== PASSAGE PROVIDED

A game played against the AI on a 37×37 board (P = 18).  I won as Black by only 3 points, with a final score of 434 to White’s 431.

This game was huge, but still surprisingly playable; in the middlegame we were often placing well over 20 stones per turn, so even with 1,369 squares to fill the game moved at a good pace.  The result came right down to the wire — I won by only 3 points.  If you’re bored you can watch the whole game in animated GIF form here.

I’ve definitely never played an abstract game before Symple that could take place on a board that large and remain playable and fun.  Go is one of my all-time favourite games, but play on the standard 19×19 is already very challenging; I’d never go near 37×37 Go.  Symple’s mechanics mean that the board fills quickly, and strategy reigns supreme over tactics, and so even on boards this large one doesn’t feel too hopelessly confused.

I’ve also found that Symple presents some interesting challenges on rectangular boards.  Here’s a game played on a 19×29 board:

symple-rect-19x29-p12-2s-close1

A game of Symple on a 19×29 board (P = 12).  Black wins, 117 points to 110.

This was a test game between two AIs, played when I first modified the Symple file in Ai Ai to permit rectangular boards.  Note that both players took advantage of the strange board geometry, growing huge groups horizontally across the board.  You can view the whole game in GIF form here.

====

• TASKS:
1. Answer these questions from the passage about Symple:
(a) What was the final score of the game on the 37×37 board?
(b) What value of P was used for the game on the 19×29 board?
(c) Who played the game on the 19×29 board?
2. Based on the Symple passage, mark each statement as agreeing with it or not, and quote the words that settle it:
(a) The author won the 37×37 game playing as White.
(b) In the 19×29 game, both players built large groups running horizontally.
(c) The author would be willing to play Go on a 37×37 board.
3. Extend the passage about Symple, picking up after its final sentence.

== SOURCE EXCERPT

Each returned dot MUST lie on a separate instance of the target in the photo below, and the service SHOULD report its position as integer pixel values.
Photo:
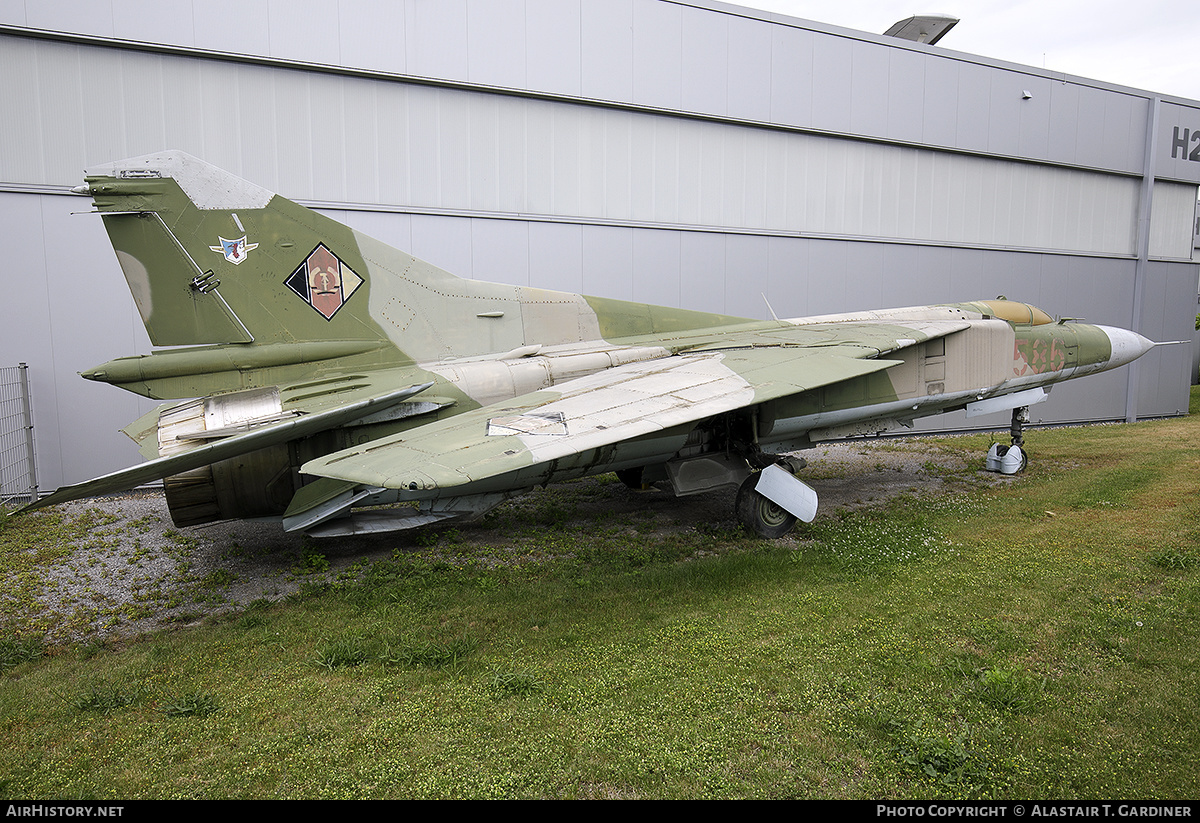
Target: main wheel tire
(759, 515)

====

• RESPONSES IN ORDER:
1.
(a) 434 to 431, with Black winning.
(b) P = 12.
(c) Two AIs played it, as a test game.

2.
(a) No: "I won as Black by only 3 points"
(b) Yes: "both players took advantage of the strange board geometry, growing huge groups horizontally across the board"
(c) No: "I’d never go near 37×37 Go"

3.
Note that Ai Ai by default only supports square boards up to 19×19; I have modified the Symple.mgl file in Ai Ai to permit rectangular boards with sizes up to 37 in either dimension.  You can download the .mgl file needed in this Google Drive folder; simply add it to the ‘mgl’ subfolder within your Ai Ai folder, and it will appear in your games list.  The file you need is called Symple-rect.mgl.

All my tests of weird board dimensions have confirmed that the core mechanics of Symple are not just clever and elegant, they’re also extremely robust.  The game remains interesting even with bizarre values of P, or when played on extremely large boards or weirdly-shaped boards.

HexSymple

Speaking of weird boards, it turns out that Symple is also incredibly good on hexagonal boards, too.  Christian Freeling calls it HexSymple, and in this variant the game is played on a hexhex board (a hexagon-shaped board composed of hexagonal spaces).  The rules are identical to regular Symple.  Here’s a game played on a hexhex board with 12 hexes to a side (that’s 397 hexes in total):

hexsymple-sz12-p10-sample1

A completed game of HexSymple on a hexhex-12 board (=10).  White wins with 153 points to Black’s 124.

In this game White managed to constrain Black’s growth along the left edge and take the win.  HexSymple has a very interesting character — the board geometry means that cutting off groups is more difficult than on the square board, since all hexes have six neighbours instead of four and there are no diagonal cuts possible.  The game feels very expansive as a result, with ambitious connections snaking across the board in every direction.  Here’s the full game in GIF form:

hexsymple-sz12-p10-sample-game1

Just as in regular Symple, HexSymple is incredibly scalable, and I’ve played a few games on very large boards because I am a bit crazy for large boards.  Here’s one on a hexhex-25 board (that’s 1,801 hexes):

hexsymple-sz25-p30-2s-sample1

A completed game of HexSymple on hexhex-25 (P = 30).  White wins, 643 points to 588.

You can see here how the expanded connectivity of hexes makes truly enormous groups possible; check out White’s gigantic group stretching from the top right all the way around the board to the top left!  You can see the whole game in GIF form by clicking here.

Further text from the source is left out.